[Text shown]

▽

Skip to content

System Overview

Introduction

The db-provision-operator is a Kubernetes operator designed to provide unified database management across multiple database engines. It enables declarative management of database servers, databases, users, and access controls through Kubernetes Custom Resource Definitions (CRDs).

Project Goals

  1. Unified Database Management: Provide a consistent API for managing databases across different engines (PostgreSQL, MySQL, and future engines)
  2. Kubernetes-Native: Leverage Kubernetes patterns (controllers, CRDs, finalizers) for lifecycle management
  3. Security-First: Secure credential management with automatic password generation and secret templating
  4. Production-Ready: Support for TLS/mTLS, health checks, deletion protection, and graceful cleanup
  5. Extensibility: Adapter-based architecture for easy addition of new database engines

High-Level Architecture

graph TD
    subgraph K8s["Kubernetes Cluster"]
        subgraph Operator["db-provision-operator"]
            subgraph CoreCtrl["Core Controllers"]
                DIC[Instance Controller]
                DBC[Database Controller]
                DUC[User Controller]
            end
            subgraph AccessCtrl["Access Controllers"]
                DRC[Role Controller]
                DGC[Grant Controller]
            end
            subgraph BackupCtrl["Backup Controllers"]
                DBKC[Backup Controller]
                DBSC[Schedule Controller]
                DRSC[Restore Controller]
            end
            subgraph ClusterCtrl["Cluster-Scoped Controllers"]
                CDIC[ClusterInstance Controller]
                CDRC[ClusterRole Controller]
                CDGC[ClusterGrant Controller]
            end
            CoreCtrl & AccessCtrl & BackupCtrl & ClusterCtrl --> AL
            subgraph AL["Adapter Layer"]
                PGA[PostgreSQL Adapter]
                MYA[MySQL/MariaDB Adapter]
                CRA[CockroachDB Adapter]
                CHA[ClickHouse Adapter]
            end
            SM[Secret Manager] <--> AL
            SB[SQL Builder] <--> AL
        end
    end
    AL --> ExtDB
    subgraph ExtDB["External Databases"]
        PGS[PostgreSQL]
        MYS[MySQL/MariaDB]
        CRS[CockroachDB]
        CHS[ClickHouse]
    end

Technology Stack

Component Technology Version
Operator Framework Operator SDK v1.42.0
Kubernetes Client controller-runtime Latest
PostgreSQL Driver pgx/v5 v5.x
MySQL Driver go-sql-driver/mysql v1.x
ClickHouse Driver clickhouse-go/v2 v2.x
Go Version Go 1.24+

Custom Resource Definitions (CRDs)

△

[Problem 1] In the db-provision-operator overview, which Operator SDK version is listed as the operator framework?
[Problem 2] Pick up the db-provision-operator overview after its final heading, "Custom Resource Definitions (CRDs)", and continue that section.
The entries come from a separate source unrelated to the db-provision-operator overview.

Stored data entries:
▽

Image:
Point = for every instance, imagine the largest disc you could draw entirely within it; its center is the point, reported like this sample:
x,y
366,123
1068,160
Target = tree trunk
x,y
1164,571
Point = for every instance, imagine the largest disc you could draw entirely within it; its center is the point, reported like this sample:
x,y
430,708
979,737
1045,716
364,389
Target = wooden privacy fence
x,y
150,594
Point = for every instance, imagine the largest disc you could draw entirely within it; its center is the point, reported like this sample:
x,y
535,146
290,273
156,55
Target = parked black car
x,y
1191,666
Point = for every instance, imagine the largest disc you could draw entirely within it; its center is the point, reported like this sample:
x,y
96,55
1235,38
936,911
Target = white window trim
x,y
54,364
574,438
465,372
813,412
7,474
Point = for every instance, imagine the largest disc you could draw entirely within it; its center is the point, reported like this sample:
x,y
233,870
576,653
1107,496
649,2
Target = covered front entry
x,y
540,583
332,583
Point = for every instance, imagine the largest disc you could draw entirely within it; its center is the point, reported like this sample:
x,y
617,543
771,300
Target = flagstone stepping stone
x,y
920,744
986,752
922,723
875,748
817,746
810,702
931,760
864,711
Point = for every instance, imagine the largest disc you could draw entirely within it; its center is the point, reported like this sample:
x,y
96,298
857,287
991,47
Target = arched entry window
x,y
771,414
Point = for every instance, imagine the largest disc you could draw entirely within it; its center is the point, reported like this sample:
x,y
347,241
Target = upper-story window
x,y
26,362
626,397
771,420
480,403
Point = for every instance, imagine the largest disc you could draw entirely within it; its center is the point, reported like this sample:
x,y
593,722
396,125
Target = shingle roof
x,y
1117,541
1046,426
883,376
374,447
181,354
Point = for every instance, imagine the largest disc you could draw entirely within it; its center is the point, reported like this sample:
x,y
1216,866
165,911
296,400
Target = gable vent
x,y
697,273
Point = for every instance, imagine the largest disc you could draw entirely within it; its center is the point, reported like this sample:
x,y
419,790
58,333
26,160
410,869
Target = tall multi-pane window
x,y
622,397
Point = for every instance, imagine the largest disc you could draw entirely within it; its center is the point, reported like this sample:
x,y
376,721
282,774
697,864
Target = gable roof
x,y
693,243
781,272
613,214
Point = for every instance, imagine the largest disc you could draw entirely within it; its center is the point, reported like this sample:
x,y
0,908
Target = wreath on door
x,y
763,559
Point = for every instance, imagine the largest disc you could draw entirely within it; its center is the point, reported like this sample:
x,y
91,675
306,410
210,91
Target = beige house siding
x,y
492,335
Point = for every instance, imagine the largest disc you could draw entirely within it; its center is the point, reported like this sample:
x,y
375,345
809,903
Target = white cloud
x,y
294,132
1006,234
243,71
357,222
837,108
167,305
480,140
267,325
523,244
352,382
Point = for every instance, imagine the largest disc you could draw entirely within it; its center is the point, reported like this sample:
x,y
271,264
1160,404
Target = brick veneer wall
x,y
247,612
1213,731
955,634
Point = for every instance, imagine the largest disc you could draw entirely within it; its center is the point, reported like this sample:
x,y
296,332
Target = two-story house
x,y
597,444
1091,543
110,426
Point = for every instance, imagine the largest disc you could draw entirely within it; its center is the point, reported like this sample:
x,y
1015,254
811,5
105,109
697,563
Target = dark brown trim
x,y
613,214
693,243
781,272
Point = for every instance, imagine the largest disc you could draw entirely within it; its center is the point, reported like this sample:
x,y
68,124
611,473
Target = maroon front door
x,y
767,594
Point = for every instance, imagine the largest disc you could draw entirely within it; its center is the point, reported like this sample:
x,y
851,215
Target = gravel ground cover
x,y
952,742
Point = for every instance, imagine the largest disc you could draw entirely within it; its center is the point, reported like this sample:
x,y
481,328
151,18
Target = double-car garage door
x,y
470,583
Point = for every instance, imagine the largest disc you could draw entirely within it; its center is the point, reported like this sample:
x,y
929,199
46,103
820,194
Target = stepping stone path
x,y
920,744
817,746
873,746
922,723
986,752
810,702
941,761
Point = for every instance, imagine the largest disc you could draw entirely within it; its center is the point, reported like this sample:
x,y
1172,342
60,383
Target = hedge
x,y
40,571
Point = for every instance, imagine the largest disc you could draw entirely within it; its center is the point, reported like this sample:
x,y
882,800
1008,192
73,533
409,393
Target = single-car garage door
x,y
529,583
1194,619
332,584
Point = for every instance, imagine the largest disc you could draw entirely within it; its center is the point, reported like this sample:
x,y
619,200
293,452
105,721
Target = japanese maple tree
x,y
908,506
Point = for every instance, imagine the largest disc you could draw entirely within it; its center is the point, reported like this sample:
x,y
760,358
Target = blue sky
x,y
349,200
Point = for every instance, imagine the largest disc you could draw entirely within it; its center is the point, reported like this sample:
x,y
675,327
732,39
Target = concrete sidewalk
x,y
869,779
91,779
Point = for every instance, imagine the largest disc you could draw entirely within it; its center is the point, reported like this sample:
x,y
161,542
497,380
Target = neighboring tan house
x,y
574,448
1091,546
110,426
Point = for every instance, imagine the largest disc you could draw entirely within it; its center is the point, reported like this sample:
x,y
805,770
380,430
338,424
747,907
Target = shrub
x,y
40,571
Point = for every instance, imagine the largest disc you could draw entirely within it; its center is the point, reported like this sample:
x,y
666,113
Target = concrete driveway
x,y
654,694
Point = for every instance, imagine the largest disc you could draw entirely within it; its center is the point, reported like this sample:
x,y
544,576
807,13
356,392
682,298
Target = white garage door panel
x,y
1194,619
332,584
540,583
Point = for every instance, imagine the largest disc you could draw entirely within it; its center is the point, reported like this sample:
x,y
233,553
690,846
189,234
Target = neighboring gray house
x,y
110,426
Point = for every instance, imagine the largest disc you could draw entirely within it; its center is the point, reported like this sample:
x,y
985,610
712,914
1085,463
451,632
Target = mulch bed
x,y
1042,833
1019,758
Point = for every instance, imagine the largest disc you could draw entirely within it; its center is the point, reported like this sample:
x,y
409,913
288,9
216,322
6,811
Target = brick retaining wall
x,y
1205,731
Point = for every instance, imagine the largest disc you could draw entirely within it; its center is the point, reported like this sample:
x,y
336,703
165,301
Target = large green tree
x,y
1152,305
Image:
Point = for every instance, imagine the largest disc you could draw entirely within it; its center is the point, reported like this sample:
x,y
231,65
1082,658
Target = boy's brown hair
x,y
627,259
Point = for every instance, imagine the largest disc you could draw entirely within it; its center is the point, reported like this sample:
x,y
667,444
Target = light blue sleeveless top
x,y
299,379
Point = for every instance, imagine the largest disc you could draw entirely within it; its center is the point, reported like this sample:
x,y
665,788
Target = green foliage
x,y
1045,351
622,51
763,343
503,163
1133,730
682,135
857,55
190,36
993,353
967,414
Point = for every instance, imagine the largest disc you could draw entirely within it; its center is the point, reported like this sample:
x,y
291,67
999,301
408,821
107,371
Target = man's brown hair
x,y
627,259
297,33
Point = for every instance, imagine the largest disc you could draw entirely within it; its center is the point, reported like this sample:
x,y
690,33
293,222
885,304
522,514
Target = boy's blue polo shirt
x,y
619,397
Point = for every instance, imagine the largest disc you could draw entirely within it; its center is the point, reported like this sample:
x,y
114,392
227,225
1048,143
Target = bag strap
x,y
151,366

△

[Written reply 1] v1.42.0

[Written reply 2]
Primary Resources

CRD API Group Description
DatabaseInstance dbops.dbprovision.io/v1alpha1 Represents a database server connection
Database dbops.dbprovision.io/v1alpha1 Represents a database within an instance
DatabaseUser dbops.dbprovision.io/v1alpha1 Represents a database user/role
DatabaseRole dbops.dbprovision.io/v1alpha1 Represents a permission group
DatabaseGrant dbops.dbprovision.io/v1alpha1 Represents fine-grained access control
DatabaseBackup dbops.dbprovision.io/v1alpha1 Represents a backup operation
DatabaseBackupSchedule dbops.dbprovision.io/v1alpha1 Represents scheduled backups
DatabaseRestore dbops.dbprovision.io/v1alpha1 Represents a restore operation
ClusterDatabaseInstance dbops.dbprovision.io/v1alpha1 Cluster-scoped database server connection
ClusterDatabaseRole dbops.dbprovision.io/v1alpha1 Cluster-scoped permission group
ClusterDatabaseGrant dbops.dbprovision.io/v1alpha1 Cluster-scoped fine-grained access control

Resource Hierarchy

graph TD
    DI[DatabaseInstance] --> DB[Database]
    DI --> DU[DatabaseUser]
    DI --> DR[DatabaseRole]
    DB --> DBK[DatabaseBackup]
    DB --> DBS[DatabaseBackupSchedule]
    DU --> DG1[DatabaseGrant]
    DR --> DG2[DatabaseGrant]
    DBK --> DRE[DatabaseRestore]

    CDI[ClusterDatabaseInstance] --> CDR[ClusterDatabaseRole]
    CDI -.->|"referenced via clusterInstanceRef"| DB
    CDI -.->|"referenced via clusterInstanceRef"| DU
    CDR --> CDG[ClusterDatabaseGrant]

Component Architecture

Controllers Layer

Controllers implement the reconciliation loop pattern, watching CRD resources and ensuring the actual state matches the desired state.

DatabaseInstance Controller

Responsibilities:
├── Validate database server connectivity
├── Perform periodic health checks
├── Maintain connection status in status field
└── Handle graceful deletion (finalizer cleanup)

Database Controller

Responsibilities:
├── Create databases on target instance
├── Configure database settings (encoding, collation, extensions)
├── Manage database lifecycle
└── Drop database on deletion (if policy allows)

DatabaseUser Controller

Responsibilities:
├── Create database users/roles
├── Manage passwords (generate or use existing)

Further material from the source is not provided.